_YOUR INSTRUCTIONS_
Put every line of the material below into a numbered list, skipping blank lines and leaving out the pictures.

_Boundary annotation records_
=====

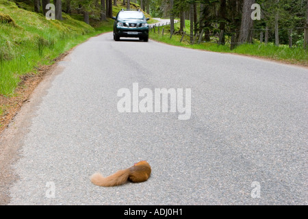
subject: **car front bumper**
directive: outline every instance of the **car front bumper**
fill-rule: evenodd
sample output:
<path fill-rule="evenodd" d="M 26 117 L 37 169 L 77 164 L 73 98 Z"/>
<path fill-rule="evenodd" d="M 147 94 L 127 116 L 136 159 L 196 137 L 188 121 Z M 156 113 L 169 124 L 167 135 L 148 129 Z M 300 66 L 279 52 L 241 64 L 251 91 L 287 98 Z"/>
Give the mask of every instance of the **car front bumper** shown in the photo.
<path fill-rule="evenodd" d="M 149 36 L 149 27 L 139 28 L 119 28 L 114 31 L 114 35 L 116 34 L 119 37 L 146 37 Z"/>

=====

_ANSWER TO THIS PROBLEM_
1. subject: **car front bumper**
2. directive: outline every instance of the **car front bumper**
3. fill-rule: evenodd
4. sample output:
5. <path fill-rule="evenodd" d="M 26 117 L 37 169 L 77 164 L 73 98 Z"/>
6. <path fill-rule="evenodd" d="M 147 94 L 127 116 L 136 159 L 196 137 L 188 121 Z M 156 113 L 169 124 L 167 135 L 148 129 Z M 300 66 L 279 52 L 241 64 L 251 91 L 287 98 Z"/>
7. Give the mask of every instance of the **car front bumper** shown in the photo.
8. <path fill-rule="evenodd" d="M 149 36 L 149 27 L 139 28 L 119 28 L 114 31 L 114 35 L 116 34 L 119 37 L 146 37 Z"/>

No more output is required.